» Exercise directions:
Render the records below as a two-column CSV with the header row input,output, one row per record. Put each record's text and its answer in separate quoted fields, with line breaks replaced by spaces.

» Source records:
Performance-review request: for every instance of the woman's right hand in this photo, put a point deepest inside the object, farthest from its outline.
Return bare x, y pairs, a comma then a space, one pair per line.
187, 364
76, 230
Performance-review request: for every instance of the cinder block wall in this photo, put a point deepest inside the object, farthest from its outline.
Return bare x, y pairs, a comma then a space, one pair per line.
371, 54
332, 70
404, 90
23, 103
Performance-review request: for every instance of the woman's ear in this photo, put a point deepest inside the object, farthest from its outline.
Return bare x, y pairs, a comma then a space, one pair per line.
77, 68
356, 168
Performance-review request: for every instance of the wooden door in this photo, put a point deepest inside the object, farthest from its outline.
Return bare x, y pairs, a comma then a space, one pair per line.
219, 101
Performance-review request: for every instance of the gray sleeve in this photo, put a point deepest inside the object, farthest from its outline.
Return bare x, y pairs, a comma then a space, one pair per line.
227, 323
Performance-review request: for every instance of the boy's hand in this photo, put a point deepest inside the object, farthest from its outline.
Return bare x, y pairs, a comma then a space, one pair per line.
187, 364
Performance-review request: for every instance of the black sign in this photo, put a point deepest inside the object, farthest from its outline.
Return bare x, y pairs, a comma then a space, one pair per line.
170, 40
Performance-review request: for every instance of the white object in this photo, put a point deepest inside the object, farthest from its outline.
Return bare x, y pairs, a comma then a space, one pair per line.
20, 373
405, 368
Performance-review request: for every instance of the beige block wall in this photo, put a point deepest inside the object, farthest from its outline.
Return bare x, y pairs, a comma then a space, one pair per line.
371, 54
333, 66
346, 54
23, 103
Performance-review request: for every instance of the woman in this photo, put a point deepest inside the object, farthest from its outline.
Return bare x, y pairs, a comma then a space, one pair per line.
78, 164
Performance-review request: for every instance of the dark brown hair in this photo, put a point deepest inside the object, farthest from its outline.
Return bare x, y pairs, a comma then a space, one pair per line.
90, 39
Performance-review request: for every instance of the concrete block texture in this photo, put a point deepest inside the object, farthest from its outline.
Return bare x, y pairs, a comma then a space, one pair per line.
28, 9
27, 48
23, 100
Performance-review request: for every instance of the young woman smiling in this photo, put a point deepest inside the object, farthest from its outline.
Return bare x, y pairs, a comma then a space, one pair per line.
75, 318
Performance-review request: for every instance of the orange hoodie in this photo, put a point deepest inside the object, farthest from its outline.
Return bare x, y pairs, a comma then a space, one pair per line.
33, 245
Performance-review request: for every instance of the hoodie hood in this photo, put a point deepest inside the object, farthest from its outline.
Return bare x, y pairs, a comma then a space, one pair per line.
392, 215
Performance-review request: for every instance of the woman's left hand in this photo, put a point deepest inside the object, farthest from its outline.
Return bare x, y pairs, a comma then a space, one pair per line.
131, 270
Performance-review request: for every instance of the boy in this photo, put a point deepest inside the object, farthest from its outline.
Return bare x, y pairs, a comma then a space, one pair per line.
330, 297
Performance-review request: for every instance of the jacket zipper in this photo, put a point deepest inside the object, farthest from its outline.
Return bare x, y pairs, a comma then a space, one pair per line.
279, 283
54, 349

» Written solution:
input,output
"Performance-review request: for every instance of the woman's right hand in this photo, put a point deepest inside the object, farthest from its outline. Return bare x, y pairs, a comma then a space, one pair per line.","187, 364 76, 230"
"Performance-review request: for every instance of the cinder block wall in this photo, put a point deepest inside the object, farthest from its outline. Return bare x, y pairs, a comma then a space, one pair per line.","371, 54 332, 70 404, 90 23, 103"
"Performance-review request: for every instance of the woman's ear in this photo, put a point deepest inside the object, farthest from its outline. Return bare x, y pairs, a comma then a space, one pair per line.","77, 68 356, 168"
"Performance-review request: for every instance of the wooden door in this photo, put a point deepest inside the object, farthest from its outline. Return bare x, y pairs, a comma then a space, one pair per line.","219, 101"
"Performance-review request: for every instance of the gray sleeve in this photo, put a point deepest inside the object, farthest from its outline. Return bare x, y pairs, a comma then a space, one pair per line.","227, 323"
"Performance-review request: for every instance of the boy's hand in this photo, put a point deepest inside the object, farthest from its outline. Return bare x, y pairs, a comma then a space, one pair per line.","187, 364"
"Performance-review request: for every instance of the black sign in this photo, put a point deepest inside the object, farthest from its outline. Return bare x, y pairs, a comma then a space, one pair per line.","170, 40"
"Performance-review request: for every instance of the white object in this photo, put a point deepest inside the object, farthest from its outline. Return bare x, y pairs, a comma then a space, one pair per line.","20, 373 405, 368"
"Performance-review request: for every instance of the beige block wall in this photo, put a point deepest inside the object, farthest from its outline. Return bare x, y pairs, a comma then a space, one pair per line.","371, 54 333, 66 346, 54 23, 103"
"Performance-review request: for every instance of the woman in this photo, put a point deepest inside the object, farthest from its outline. Return bare x, y pairs, a comma then a space, one pair per line.","78, 164"
"Performance-review request: for every instance of the dark brown hair in this photo, put a point deepest inside the object, farthest from its outline. Return bare x, y pairs, a comma then a space, one pair per line.","90, 39"
"Performance-review request: for every instance of the concrete block texture in this photo, put a point deepest inside the object, farthest from its outline. Return bare x, y pairs, a comma then a space, one pair per line.","28, 9 27, 48 23, 100"
"Performance-review request: for every instance of the young woman smiling in this photo, put a point deepest inside the object, farthest from its outline. Return bare x, y pairs, a comma then a space, one pair per line.","75, 318"
"Performance-review request: for every instance of the orange hoodie in this photo, put a point deepest inside the object, farthest from its outline. Return bare x, y pairs, a comma then a space, one pair per line.","33, 245"
"Performance-review request: for every instance of the hoodie hood in this photo, put a point deepest inside the object, farthest from its outline. Return bare x, y pairs, a comma then a space, one pair per line.","392, 215"
"Performance-review request: for every instance of the woman's left hand in this photo, put a point deepest inside the object, farthest from its outline. Return bare x, y pairs, a comma then a space, one pair per line.","131, 270"
"Performance-review request: for every instance of the boy in this photo, put a point deepest inside the object, farthest from its outline. Return bare x, y pairs, a comma then a space, one pair per line.","330, 297"
"Performance-review request: for every instance of the jacket zipper in this photo, put a point deepest inside the object, farthest from its outline. Return bare x, y pairs, a comma then a space, one pair per line.","279, 283 54, 349"